This is the third installment of a series of articles published by Methow Valley resident Don Reddington which will explore the issues of living with Alzheimer’s disease. The articles were written in collaboration with Raligh Bowden, M.D., and Methow Valley News reporter Laurelle Walsh and originally published in the Methow Valley News.
If you have a parent, a family member, or a close friend who has Alzheimer’s disease (AD), it affects you as much as it affects the patient. It also has an impact on children. Explaining AD in a way that children can understand is difficult. Kids notice a lot more than adults give them credit for. They may not understand exactly the details or what is wrong, but kids deserve to be involved and informed.
Both Jerry and I have family members and close friends who have children. I am a grandparent who is blessed with seven wonderful grandchildren.
So how do we explain AD in ways that children will understand? First of all, Alzheimer’s is a big word that might not mean much to children. It didn’t to me until I began to experience memory problems and started speaking with doctors. The term “disease” sounds like something contagious that would scare a child.

- Records provided:
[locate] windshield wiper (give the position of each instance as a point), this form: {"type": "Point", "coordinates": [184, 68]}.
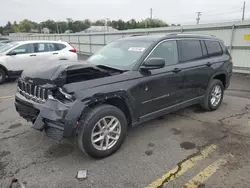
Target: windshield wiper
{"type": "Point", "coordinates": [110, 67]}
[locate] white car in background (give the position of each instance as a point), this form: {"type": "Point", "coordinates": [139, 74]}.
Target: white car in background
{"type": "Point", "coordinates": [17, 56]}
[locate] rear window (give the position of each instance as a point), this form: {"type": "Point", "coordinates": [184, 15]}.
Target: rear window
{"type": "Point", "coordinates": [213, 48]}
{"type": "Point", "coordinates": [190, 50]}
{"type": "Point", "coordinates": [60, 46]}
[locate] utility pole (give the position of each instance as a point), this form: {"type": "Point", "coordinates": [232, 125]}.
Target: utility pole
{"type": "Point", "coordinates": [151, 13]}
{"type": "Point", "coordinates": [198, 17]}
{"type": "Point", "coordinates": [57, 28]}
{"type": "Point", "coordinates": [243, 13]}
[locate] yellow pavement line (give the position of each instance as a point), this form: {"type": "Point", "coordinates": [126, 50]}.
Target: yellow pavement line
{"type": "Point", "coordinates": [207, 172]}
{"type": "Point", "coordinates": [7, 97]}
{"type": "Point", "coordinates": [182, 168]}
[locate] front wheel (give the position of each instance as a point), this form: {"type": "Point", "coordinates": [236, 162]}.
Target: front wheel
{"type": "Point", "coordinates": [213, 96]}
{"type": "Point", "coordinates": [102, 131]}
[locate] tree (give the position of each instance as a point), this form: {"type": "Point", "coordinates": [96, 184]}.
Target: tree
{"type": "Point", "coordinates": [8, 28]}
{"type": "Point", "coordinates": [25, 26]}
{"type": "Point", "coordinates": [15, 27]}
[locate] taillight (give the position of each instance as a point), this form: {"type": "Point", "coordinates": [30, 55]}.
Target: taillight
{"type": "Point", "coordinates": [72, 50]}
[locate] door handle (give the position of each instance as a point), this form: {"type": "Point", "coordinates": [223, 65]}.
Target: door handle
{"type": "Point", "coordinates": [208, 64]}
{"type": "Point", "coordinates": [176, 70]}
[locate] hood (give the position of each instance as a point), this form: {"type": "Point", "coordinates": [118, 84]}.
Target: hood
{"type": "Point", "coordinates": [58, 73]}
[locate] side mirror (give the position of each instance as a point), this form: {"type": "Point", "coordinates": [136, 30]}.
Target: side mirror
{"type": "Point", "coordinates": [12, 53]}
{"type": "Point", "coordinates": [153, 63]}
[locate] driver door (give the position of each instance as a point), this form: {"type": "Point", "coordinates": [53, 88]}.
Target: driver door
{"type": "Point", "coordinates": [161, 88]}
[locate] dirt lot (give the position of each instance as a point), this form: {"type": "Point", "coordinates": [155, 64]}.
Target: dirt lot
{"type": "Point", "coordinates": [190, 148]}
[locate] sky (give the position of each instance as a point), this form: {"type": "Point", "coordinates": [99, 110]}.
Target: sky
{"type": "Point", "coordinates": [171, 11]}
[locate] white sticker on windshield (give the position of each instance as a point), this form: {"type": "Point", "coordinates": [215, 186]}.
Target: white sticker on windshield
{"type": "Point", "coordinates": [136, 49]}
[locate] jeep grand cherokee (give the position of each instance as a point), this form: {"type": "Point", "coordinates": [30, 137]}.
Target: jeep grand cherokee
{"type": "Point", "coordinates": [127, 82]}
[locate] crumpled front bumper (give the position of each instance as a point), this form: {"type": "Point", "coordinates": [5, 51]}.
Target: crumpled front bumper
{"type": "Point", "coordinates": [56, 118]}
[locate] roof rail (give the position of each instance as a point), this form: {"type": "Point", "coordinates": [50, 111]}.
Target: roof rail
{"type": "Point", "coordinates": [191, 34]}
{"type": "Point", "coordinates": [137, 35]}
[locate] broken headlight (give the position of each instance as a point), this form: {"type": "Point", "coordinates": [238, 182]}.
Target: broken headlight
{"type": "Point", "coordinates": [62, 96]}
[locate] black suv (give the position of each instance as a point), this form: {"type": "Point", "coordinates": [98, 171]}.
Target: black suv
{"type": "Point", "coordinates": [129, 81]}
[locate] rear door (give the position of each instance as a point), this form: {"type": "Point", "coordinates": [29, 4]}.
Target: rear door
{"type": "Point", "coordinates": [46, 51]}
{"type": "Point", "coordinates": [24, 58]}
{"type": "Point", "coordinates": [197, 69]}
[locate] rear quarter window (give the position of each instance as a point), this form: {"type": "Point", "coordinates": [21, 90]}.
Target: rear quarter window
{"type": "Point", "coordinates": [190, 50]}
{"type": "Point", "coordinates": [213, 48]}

- Problem 1:
In the article on explaining Alzheimer's disease to children, how many grandchildren does the writer have?
- Problem 2:
Carry the article on explaining Alzheimer's disease to children forward from its final sentence.

- Task response 1:
Seven.

- Task response 2:
So what is a simple solution? Jerry and I simply say that we have a memory loss problem. I can explain that, as we get older, lots of us old folks have a memory problem. As I age and can’t remember as much, it doesn’t mean that I can’t do anything anymore.
Teenagers understand more details than children. I might take one of my teenage grandchildren outdoors to take a hike and enjoy the beauty of the country. On the hike, I might explain to her that because of Alzheimer’s, I may wander away from the house some day and get lost. Although it is a possible problem that we might have, I’ll explain, she shouldn’t be afraid because she will find the way back. Teenagers like to ask questions, and the ones that I get from them will determine how much information I will be able to share. In any event, it is quality time that a grandfather gets to spend with his grandchildren.
If a grandparent forgets a grandchild’s name or calls them by the wrong name, it may cause the child to feel that “Papa or Grandma doesn’t love me any more.” Tell your grandchildren that you love them, “but I might forget your name or call you by the wrong name at some point in time.” Being open with your grandchildren seems to gain their understanding and appreciation for their grandparents.
If any of the children ask whether they can “catch” the disease by being near you, explain that “It is only my problem. It has nothing to do with you.” Being active with your grandchildren helps them to be less concerned or scared about their grandparents. I would encourage you to interact with your grandchildren so they see Papa and Grandma as they slowly change. You want your grandchildren to have good memories of your life together!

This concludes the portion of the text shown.